• **OPDRACHT**
Zoek in het materiaal hieronder alle regels met het woord "shrub" en schrijf die regels alstublieft over.

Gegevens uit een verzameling
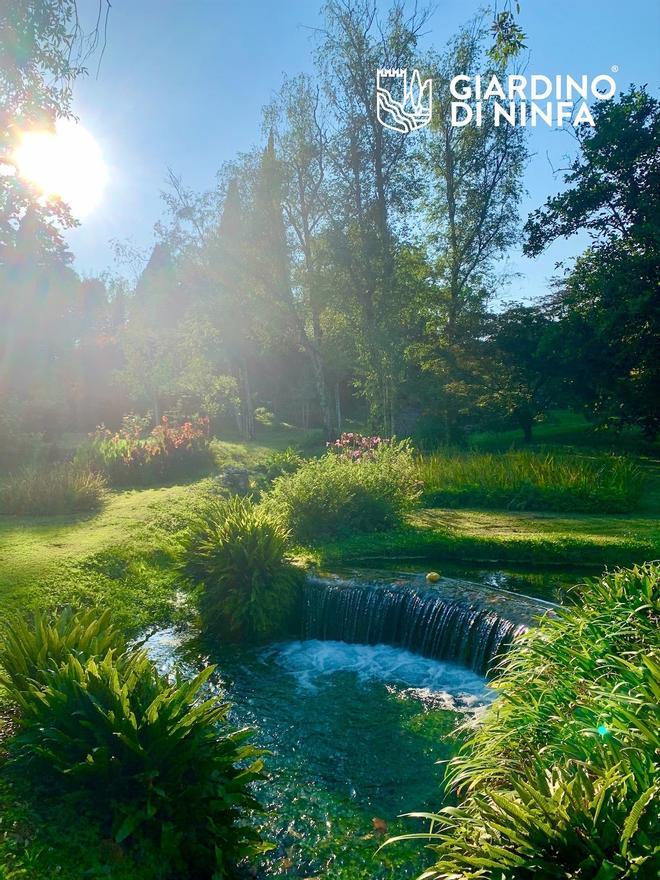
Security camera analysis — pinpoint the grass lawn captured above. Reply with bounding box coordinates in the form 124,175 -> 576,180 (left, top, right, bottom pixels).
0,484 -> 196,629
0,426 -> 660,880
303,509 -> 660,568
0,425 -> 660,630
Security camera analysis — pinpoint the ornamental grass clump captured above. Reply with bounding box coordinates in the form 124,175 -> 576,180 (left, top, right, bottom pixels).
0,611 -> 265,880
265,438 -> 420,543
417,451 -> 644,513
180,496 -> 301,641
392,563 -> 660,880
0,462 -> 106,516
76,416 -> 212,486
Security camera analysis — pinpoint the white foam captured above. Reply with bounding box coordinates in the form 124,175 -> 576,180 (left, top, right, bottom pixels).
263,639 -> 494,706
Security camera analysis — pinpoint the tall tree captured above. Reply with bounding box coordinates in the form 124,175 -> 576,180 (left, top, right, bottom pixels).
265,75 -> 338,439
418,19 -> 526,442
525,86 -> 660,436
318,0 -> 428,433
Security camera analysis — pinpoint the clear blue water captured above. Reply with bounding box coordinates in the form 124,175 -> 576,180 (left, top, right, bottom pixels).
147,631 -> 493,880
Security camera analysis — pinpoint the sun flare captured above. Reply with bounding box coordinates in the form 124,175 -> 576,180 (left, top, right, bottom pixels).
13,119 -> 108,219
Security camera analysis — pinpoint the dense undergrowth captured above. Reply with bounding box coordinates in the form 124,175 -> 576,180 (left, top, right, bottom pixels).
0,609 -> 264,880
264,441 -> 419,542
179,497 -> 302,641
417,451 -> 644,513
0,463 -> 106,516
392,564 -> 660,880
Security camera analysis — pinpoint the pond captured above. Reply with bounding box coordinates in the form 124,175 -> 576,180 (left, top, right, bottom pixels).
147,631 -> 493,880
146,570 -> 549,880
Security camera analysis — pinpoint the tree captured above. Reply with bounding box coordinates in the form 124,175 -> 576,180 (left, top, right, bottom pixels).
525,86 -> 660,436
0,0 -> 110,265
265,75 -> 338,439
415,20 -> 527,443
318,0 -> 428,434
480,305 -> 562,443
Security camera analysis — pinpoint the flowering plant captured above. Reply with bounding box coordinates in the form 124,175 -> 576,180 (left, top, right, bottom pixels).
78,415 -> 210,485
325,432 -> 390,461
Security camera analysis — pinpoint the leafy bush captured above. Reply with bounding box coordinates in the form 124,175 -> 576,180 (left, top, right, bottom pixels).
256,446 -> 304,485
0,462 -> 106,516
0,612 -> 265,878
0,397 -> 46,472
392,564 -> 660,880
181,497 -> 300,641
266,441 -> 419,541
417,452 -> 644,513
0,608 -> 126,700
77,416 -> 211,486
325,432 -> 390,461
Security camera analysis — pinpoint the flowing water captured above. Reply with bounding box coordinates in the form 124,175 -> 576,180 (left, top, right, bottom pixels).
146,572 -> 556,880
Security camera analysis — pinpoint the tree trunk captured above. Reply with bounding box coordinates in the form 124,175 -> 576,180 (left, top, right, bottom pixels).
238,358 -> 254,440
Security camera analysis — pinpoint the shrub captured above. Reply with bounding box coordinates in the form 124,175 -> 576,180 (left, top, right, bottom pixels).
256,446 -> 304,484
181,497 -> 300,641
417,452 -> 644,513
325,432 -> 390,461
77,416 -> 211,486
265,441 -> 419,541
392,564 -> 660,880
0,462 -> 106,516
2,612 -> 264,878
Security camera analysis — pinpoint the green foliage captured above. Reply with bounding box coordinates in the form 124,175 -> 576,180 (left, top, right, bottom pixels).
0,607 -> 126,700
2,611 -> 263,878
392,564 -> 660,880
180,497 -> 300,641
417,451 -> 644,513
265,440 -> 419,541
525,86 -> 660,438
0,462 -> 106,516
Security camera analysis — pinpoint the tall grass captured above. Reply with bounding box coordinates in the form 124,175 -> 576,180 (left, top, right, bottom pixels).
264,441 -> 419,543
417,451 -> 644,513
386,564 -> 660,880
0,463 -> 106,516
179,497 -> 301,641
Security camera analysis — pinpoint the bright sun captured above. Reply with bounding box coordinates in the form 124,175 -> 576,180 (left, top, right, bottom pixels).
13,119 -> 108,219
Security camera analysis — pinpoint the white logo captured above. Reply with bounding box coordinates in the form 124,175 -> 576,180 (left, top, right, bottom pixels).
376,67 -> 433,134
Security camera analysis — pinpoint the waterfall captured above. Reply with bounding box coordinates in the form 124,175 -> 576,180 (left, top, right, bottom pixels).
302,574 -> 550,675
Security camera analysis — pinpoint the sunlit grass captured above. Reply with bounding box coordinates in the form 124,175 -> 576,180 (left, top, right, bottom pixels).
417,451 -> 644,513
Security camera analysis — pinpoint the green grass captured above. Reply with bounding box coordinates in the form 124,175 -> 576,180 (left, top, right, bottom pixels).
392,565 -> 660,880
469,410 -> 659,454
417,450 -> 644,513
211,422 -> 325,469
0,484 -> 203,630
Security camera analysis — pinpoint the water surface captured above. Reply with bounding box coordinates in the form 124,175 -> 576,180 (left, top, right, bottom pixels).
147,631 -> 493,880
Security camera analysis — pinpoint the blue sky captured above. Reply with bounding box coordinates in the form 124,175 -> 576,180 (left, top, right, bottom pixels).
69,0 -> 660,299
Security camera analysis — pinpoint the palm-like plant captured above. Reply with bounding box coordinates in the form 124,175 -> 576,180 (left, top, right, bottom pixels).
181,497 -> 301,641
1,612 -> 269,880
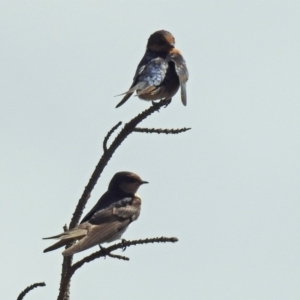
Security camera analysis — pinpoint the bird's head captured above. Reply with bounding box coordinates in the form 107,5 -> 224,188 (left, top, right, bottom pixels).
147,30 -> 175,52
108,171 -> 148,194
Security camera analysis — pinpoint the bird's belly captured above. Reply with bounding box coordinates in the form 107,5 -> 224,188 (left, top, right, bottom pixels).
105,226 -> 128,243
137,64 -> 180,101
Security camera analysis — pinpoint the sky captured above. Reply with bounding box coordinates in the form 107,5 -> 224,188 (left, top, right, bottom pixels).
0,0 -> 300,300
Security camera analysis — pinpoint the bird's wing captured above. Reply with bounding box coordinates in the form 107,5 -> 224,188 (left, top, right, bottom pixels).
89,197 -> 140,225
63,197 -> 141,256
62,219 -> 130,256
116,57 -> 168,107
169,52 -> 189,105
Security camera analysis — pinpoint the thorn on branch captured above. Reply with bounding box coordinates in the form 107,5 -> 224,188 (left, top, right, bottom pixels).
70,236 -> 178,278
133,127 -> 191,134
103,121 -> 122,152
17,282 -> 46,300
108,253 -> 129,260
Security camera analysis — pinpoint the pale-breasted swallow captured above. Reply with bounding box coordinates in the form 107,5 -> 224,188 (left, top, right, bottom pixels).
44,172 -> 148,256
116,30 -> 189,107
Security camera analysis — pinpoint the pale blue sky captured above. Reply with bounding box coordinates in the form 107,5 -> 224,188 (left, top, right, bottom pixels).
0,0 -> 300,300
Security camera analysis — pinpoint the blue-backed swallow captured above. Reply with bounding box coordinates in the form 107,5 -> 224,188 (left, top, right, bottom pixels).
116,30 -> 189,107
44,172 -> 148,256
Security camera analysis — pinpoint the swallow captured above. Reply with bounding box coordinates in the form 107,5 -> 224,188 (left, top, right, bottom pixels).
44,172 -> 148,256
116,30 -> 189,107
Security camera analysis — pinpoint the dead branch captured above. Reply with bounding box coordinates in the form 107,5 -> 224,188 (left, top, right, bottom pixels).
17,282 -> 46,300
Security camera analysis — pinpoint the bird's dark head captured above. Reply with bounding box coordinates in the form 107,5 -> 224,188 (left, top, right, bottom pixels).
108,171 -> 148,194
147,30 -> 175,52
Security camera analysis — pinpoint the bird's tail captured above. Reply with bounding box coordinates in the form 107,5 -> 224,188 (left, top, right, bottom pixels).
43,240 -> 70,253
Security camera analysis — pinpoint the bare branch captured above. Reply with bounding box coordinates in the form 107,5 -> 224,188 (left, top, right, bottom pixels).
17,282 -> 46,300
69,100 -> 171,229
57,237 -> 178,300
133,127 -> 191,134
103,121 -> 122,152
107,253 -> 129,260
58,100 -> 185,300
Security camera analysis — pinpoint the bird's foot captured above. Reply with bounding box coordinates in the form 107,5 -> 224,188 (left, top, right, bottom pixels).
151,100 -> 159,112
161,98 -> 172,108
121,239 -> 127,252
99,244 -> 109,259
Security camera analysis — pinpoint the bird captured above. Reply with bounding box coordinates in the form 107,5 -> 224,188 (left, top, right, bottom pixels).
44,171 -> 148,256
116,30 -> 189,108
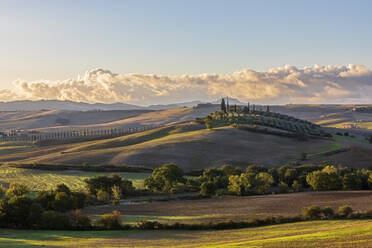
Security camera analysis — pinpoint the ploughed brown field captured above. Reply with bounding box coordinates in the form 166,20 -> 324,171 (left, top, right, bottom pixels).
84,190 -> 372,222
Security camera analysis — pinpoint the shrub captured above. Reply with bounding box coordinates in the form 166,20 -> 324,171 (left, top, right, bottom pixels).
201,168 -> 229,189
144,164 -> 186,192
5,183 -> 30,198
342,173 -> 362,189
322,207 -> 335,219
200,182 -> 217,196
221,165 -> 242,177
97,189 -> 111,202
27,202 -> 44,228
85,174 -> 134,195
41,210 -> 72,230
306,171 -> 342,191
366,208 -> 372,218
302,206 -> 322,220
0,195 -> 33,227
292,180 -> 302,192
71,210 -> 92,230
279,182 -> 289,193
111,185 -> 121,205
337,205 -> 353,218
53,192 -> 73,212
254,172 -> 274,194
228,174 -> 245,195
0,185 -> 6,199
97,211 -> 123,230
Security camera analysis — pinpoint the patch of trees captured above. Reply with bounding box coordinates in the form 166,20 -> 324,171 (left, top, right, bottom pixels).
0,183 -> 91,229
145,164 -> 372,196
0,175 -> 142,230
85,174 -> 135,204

• **ANTWOORD OPDRACHT**
Security camera analysis — pinpoint the shrub captured above. Reply with bounding box coordinates in the form 124,175 -> 576,180 (left, top, right, bottom pixels).
Security camera analysis — pinpoint the shrub captured above. Reply with bounding box coordinates in the form 166,20 -> 324,171 (left, top, right, bottom pixels).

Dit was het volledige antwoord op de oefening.